* _Qué hacer_
(1) Indica si cada afirmación coincide con el texto sobre la solidaridad. Responde sí o no y cita las palabras exactas del texto que lo deciden: (a) la humildad es una cualidad muy aplaudida en las sociedades occidentales actuales; (b) todos los cooperantes responden a un mismo perfil; (c) el solidario sabe que no podrá salvar a todos los que lo necesitan.
(2) Según el texto sobre la solidaridad, ¿qué rasgo de los que comparten los cooperantes destaca sin ninguna duda?

* _Texto para leer_
Es cierto que a lo largo y ancho de nuestro mundo tienen lugar guerras que prácticamente ignoramos, situaciones de violencia institucionalizada de las que apenas tenemos constancia. Sin embargo, todavía son más desconocidas múltiples acciones de solidaridad que están paliando el dolor de los seres humanos allá donde se encuentran. Afortunadamente, cada cierto tiempo, alguien realiza un reportaje que nos acerca el quehacer cotidiano de cooperantes: laicos o religiosos, solos u organizados, locales o internacionales, conocidos o anónimos… No hay un solo perfil para la simpatía responsable y coherente.
Sin embargo, de entre los rasgos que sí comparten, destaca, sin ninguna duda, la humildad. Esta cualidad, tan poco vitoreada en las sociedades occidentales contemporáneas, es crucial para quien decide dedicar energía y creatividad al trabajo solidario. Porque el «solidario» —si es que así puede llamársele— no es, ni mucho menos, un ingenuo inconsciente que no considera la fuerza y ambición de los poderosos, la crueldad de quienes están determinados a seguir haciendo daño, la desmesura entre los medios disponibles y los necesarios…
La humildad de la solidaridad —en realidad, de los solidarios— es valiente. Comporta la asunción de las capacidades que se tienen —ni más ni menos, que eso tiene que ver con la verdad—. Y a sabiendas que son insuficientes para resolver tanto mal como hay a su alrededor, no por ello ceja en su empeño de paliarlo. Ya sabe que no logrará salvar a todos aquellos que lo necesitan; pero su humildad le dota de la fortaleza necesaria para saber distinguir el valor inconmensurable de cada persona por sí sola y no perderlo nunca de vista.

* _Registro de datos_
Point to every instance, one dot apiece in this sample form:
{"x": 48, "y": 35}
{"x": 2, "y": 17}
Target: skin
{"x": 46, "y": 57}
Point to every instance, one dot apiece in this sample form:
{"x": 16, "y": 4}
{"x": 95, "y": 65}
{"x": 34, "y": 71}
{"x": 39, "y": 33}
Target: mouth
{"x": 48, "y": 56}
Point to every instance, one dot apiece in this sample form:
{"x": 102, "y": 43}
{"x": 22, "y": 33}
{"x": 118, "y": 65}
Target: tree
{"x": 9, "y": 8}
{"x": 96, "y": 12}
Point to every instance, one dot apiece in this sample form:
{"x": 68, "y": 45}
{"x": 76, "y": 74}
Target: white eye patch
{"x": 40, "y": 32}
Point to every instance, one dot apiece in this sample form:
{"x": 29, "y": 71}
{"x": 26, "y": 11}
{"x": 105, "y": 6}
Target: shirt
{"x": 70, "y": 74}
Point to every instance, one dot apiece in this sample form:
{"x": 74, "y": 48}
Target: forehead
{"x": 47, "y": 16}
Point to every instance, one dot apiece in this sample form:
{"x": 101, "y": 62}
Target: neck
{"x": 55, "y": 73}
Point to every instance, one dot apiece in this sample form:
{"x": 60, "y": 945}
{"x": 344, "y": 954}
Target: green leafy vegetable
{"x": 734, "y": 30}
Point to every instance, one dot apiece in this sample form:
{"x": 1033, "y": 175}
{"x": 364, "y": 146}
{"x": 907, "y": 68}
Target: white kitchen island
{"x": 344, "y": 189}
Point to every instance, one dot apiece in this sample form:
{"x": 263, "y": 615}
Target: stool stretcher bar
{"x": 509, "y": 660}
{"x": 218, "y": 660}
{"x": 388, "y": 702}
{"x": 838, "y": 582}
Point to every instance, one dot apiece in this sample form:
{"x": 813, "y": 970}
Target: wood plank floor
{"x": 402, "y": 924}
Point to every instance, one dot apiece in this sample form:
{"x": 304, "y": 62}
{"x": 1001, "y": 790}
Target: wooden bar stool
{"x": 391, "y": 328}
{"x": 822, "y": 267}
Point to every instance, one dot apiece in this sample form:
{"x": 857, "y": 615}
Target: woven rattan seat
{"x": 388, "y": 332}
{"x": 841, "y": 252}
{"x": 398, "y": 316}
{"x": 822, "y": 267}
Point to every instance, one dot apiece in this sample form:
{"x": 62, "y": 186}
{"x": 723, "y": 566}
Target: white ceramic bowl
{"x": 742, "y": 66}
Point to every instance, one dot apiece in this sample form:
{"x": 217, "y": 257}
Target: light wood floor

* _Respuestas a las tareas_
(1)
(a) No: «tan poco vitoreada en las sociedades occidentales contemporáneas».
(b) No: «No hay un solo perfil para la simpatía responsable y coherente».
(c) Sí: «Ya sabe que no logrará salvar a todos aquellos que lo necesitan».

(2) La humildad.